* _Work to complete_: Every line of the data must be copied exactly.

* _Material shown_:

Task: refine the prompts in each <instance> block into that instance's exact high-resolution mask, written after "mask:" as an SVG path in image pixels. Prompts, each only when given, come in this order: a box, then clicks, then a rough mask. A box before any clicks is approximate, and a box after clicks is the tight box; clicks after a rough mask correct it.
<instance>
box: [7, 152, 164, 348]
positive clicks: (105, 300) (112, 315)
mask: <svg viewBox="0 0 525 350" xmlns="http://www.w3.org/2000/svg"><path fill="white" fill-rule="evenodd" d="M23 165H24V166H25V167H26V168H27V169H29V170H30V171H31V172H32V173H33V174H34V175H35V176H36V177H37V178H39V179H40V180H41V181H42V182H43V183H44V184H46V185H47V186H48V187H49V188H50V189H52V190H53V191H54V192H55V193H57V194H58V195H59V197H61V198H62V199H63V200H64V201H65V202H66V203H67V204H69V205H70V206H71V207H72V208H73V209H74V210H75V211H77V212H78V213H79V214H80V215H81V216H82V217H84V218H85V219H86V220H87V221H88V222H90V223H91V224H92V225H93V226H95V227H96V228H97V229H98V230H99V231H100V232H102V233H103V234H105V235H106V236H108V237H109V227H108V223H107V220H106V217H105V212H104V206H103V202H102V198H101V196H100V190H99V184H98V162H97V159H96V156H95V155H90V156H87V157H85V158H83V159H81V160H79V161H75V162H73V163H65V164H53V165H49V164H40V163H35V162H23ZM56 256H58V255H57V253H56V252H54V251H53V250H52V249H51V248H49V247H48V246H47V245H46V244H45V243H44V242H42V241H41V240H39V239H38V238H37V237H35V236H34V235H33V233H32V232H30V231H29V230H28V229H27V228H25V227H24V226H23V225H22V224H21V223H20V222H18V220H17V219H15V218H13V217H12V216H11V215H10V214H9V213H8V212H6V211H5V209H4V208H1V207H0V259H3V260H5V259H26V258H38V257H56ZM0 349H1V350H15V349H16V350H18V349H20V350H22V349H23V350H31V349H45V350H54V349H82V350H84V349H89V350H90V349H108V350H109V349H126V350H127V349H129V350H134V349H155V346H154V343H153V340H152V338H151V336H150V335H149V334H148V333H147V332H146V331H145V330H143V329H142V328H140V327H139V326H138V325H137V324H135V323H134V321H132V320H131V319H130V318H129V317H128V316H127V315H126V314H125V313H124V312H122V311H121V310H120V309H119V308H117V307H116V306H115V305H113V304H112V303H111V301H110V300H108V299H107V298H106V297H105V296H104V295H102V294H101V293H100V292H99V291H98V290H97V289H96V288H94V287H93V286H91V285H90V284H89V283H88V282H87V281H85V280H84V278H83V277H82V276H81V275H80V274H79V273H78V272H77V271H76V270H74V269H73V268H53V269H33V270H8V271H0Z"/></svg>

* _Response below_:
Task: refine the prompts in each <instance> block into that instance's exact high-resolution mask, written after "mask:" as an SVG path in image pixels. Prompts, each only when given, come in this order: a box, then clicks, then a rough mask. A box before any clicks is approximate, and a box after clicks is the tight box; clicks after a rough mask correct it.
<instance>
box: [7, 152, 164, 348]
positive clicks: (105, 300) (112, 315)
mask: <svg viewBox="0 0 525 350" xmlns="http://www.w3.org/2000/svg"><path fill="white" fill-rule="evenodd" d="M23 165H24V166H25V167H26V168H27V169H29V170H30V171H31V172H32V173H33V174H34V175H35V176H36V177H37V178H39V179H40V180H41V181H42V182H43V183H44V184H46V185H47V186H48V187H49V188H50V189H52V190H53V191H54V192H55V193H57V194H58V195H59V197H61V198H62V199H63V200H64V201H65V202H66V203H67V204H69V205H70V206H71V207H72V208H73V209H74V210H75V211H77V212H78V213H79V214H80V215H81V216H82V217H84V218H85V219H86V220H87V221H88V222H90V223H91V224H92V225H93V226H95V227H96V228H97V229H98V230H99V231H100V232H102V233H103V234H105V235H106V236H108V237H109V227H108V223H107V220H106V217H105V212H104V206H103V202H102V198H101V196H100V190H99V184H98V162H97V159H96V156H95V155H90V156H87V157H85V158H83V159H81V160H79V161H75V162H73V163H65V164H53V165H49V164H40V163H35V162H23ZM56 256H58V255H57V253H56V252H54V251H53V250H52V249H51V248H49V247H48V246H47V245H46V244H45V243H44V242H42V241H41V240H39V239H38V238H37V237H35V236H34V235H33V233H32V232H30V231H29V230H28V229H27V228H25V227H24V226H23V225H22V224H21V223H20V222H18V220H17V219H15V218H13V217H12V216H11V215H10V214H9V213H8V212H6V211H5V209H4V208H1V207H0V259H3V260H5V259H26V258H38V257H56ZM0 349H1V350H15V349H16V350H18V349H20V350H22V349H23V350H31V349H45V350H54V349H82V350H84V349H89V350H90V349H108V350H109V349H126V350H127V349H129V350H134V349H155V346H154V343H153V340H152V338H151V336H150V335H149V334H148V333H147V332H146V331H145V330H143V329H142V328H140V327H139V326H138V325H137V324H135V323H134V321H132V320H131V319H130V318H129V317H128V316H127V315H126V314H125V313H124V312H122V311H121V310H120V309H119V308H117V307H116V306H115V305H113V304H112V303H111V301H110V300H108V299H107V298H106V297H105V296H104V295H102V294H101V293H100V292H99V291H98V290H97V289H96V288H94V287H93V286H91V285H90V284H89V283H88V282H87V281H85V280H84V278H83V277H82V276H81V275H80V274H79V273H78V272H77V271H76V270H74V269H73V268H53V269H33V270H8V271H0Z"/></svg>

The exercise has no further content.